• [WHAT THE TASK REQUIRES]:
Under this task are some entries; return every one of them exactly.

Extracted records:

BEGIN

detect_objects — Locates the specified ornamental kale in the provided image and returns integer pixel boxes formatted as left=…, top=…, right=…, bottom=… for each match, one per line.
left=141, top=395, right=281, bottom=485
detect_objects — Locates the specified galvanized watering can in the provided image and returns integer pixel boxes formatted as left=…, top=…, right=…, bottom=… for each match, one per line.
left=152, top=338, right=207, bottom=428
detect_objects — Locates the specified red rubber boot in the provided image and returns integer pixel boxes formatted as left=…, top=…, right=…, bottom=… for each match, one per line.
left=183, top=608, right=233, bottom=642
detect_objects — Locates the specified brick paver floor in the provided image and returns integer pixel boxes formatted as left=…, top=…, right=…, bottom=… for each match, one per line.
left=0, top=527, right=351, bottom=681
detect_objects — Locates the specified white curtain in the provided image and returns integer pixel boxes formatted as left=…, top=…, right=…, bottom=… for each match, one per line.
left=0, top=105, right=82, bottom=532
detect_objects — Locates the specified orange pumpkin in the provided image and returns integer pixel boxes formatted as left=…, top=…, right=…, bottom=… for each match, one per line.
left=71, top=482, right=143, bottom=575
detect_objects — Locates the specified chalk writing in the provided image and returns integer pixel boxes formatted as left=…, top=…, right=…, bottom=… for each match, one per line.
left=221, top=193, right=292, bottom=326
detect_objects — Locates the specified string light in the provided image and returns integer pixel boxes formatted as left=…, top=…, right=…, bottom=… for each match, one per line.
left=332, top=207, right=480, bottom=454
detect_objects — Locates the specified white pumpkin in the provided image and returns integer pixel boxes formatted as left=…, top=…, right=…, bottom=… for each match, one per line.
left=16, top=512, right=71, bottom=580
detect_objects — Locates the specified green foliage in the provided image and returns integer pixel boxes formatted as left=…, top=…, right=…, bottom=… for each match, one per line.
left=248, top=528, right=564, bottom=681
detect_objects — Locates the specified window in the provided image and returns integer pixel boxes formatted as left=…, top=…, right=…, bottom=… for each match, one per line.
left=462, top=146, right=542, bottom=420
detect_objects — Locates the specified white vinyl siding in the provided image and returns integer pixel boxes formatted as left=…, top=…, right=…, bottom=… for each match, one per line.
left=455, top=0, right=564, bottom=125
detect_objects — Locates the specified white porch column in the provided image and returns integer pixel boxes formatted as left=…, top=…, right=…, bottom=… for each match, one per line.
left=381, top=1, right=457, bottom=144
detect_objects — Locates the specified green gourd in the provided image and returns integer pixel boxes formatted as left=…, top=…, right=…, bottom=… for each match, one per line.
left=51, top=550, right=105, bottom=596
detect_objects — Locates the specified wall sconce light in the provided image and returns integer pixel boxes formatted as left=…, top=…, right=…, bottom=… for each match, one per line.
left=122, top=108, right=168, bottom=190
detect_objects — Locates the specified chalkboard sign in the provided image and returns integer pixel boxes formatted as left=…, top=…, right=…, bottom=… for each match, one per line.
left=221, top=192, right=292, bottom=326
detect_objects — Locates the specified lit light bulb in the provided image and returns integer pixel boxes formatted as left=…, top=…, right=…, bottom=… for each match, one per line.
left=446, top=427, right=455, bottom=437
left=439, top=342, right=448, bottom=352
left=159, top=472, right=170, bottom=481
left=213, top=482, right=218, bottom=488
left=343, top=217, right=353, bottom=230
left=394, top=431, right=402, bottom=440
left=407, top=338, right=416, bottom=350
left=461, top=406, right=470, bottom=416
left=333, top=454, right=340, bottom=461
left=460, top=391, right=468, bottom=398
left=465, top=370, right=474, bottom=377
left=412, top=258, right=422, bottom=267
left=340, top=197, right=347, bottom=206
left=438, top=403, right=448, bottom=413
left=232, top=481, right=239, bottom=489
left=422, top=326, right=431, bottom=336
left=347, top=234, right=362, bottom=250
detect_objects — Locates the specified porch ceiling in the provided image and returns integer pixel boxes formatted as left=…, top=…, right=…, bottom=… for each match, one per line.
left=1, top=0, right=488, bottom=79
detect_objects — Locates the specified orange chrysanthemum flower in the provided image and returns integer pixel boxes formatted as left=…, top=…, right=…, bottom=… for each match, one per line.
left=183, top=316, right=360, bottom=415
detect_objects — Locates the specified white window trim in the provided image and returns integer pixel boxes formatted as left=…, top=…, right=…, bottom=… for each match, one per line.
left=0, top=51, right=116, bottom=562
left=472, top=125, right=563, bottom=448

END

• [FINISHED EXERCISE]:
detect_objects — Locates the specified ornamental kale in the provided image and returns integer pixel boxes formatted as left=…, top=…, right=…, bottom=… for each match, one per line.
left=141, top=395, right=281, bottom=485
detect_objects — Locates the specified galvanized watering can in the provided image and returns integer pixel boxes formatted as left=…, top=…, right=…, bottom=… for each match, one per line.
left=152, top=338, right=207, bottom=428
detect_objects — Locates the specified red rubber boot in the provided image and returns integer pixel boxes formatted as left=…, top=…, right=…, bottom=… for each match, one per line.
left=183, top=608, right=233, bottom=642
detect_objects — Locates the specified brick paver floor in the provided image and returns integer pixel boxes formatted as left=…, top=…, right=…, bottom=… for each match, one per line.
left=0, top=527, right=351, bottom=681
detect_objects — Locates the specified white curtain in the provided image and returns integer pixel boxes formatted as left=…, top=…, right=…, bottom=… for each match, one per line.
left=0, top=105, right=82, bottom=532
detect_objects — Locates the specified orange pumpkin in the provided image and returns integer pixel boxes formatted as left=…, top=…, right=…, bottom=… for each match, one per line.
left=71, top=482, right=143, bottom=575
detect_objects — Locates the specified chalk writing in the provided image and returns integer pixel boxes formatted as left=…, top=…, right=…, bottom=… for each match, one per line.
left=221, top=193, right=292, bottom=326
detect_objects — Locates the specified string light in the provided image and returns integer pixel boxes formatted as left=…, top=…, right=…, bottom=… for each match, one per line.
left=332, top=207, right=480, bottom=454
detect_objects — Locates the specified white pumpkin in the provided image and returns integer pixel boxes formatted as left=…, top=…, right=…, bottom=… for each match, one per line.
left=16, top=512, right=71, bottom=580
detect_objects — Locates the specified green foliage in the provided image and returns integer pixel boxes formatted as left=…, top=…, right=…, bottom=… for each match, one per line.
left=248, top=528, right=564, bottom=681
detect_objects — Locates the specified window in the provided image and returns integer pixel boxes formatted as left=…, top=…, right=…, bottom=… for each match, one per line.
left=462, top=146, right=542, bottom=420
detect_objects — Locates the specified white vinyl siding in the provided image and returns integer pixel boxes formatted as left=…, top=…, right=…, bottom=… for each match, one per line.
left=455, top=0, right=564, bottom=125
detect_objects — Locates the specified white porch column in the provided image and returns integer pixel boxes formatted as left=…, top=…, right=…, bottom=… for each match, one per line.
left=381, top=1, right=457, bottom=144
detect_objects — Locates the specified green gourd in the provided image and returns integer pixel boxes formatted as left=…, top=…, right=…, bottom=… for each match, one per line.
left=51, top=550, right=105, bottom=596
detect_objects — Locates the specified wall sconce light in the provided image and returns integer pixel boxes formatted as left=…, top=…, right=…, bottom=… for each match, one per line.
left=122, top=108, right=168, bottom=190
detect_objects — Locates the specified chalkboard sign in the provided image and returns integer pixel boxes formatted as left=…, top=…, right=…, bottom=… for each match, one per line.
left=221, top=192, right=292, bottom=326
detect_objects — Locates the specified lit light bulb in the provided image and returns integer pixel boxes formatted as left=…, top=…, right=…, bottom=… for each match, one per line.
left=446, top=427, right=455, bottom=437
left=439, top=342, right=448, bottom=352
left=159, top=472, right=170, bottom=481
left=213, top=482, right=218, bottom=488
left=343, top=217, right=353, bottom=230
left=394, top=431, right=402, bottom=440
left=407, top=338, right=416, bottom=350
left=461, top=406, right=470, bottom=416
left=333, top=454, right=340, bottom=461
left=460, top=391, right=468, bottom=398
left=465, top=370, right=474, bottom=377
left=412, top=258, right=422, bottom=267
left=340, top=197, right=347, bottom=206
left=438, top=403, right=448, bottom=413
left=232, top=481, right=239, bottom=489
left=422, top=326, right=431, bottom=336
left=347, top=234, right=362, bottom=250
detect_objects — Locates the specified porch ceiling in the provided image and returns integer pixel boxes formatted as left=…, top=…, right=…, bottom=… for each match, one per line.
left=1, top=0, right=488, bottom=79
detect_objects — Locates the specified orange chrysanthemum flower in the provided image and returns integer pixel boxes formatted as left=…, top=…, right=…, bottom=… for each match, one per line.
left=183, top=316, right=360, bottom=415
detect_objects — Locates the specified white window trim in the provided image and returns integer pixel boxes formatted as left=…, top=…, right=…, bottom=… for each match, one per line.
left=0, top=51, right=116, bottom=562
left=472, top=125, right=563, bottom=448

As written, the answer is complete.